WHAT THE TASK REQUIRES:
Among the records, find the lines that hold the string "point" and return them.

....

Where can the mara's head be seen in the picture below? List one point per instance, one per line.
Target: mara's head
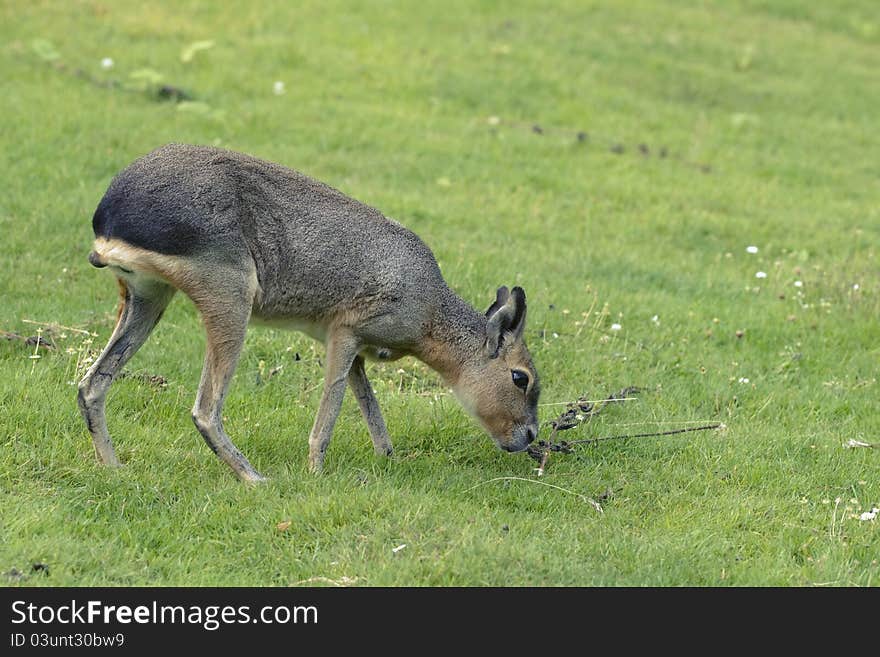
(500, 386)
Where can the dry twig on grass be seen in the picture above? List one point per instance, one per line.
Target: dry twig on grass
(577, 412)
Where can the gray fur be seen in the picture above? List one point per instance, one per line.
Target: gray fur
(251, 240)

....

REPLY:
Where can the mara's head be seen in the picture below? List one point per instance, one per line.
Where can the dry twig on grass be seen in the picture above? List one point per instance, one per line.
Where can the gray fur be seen in the picture above? List one point per instance, one per line.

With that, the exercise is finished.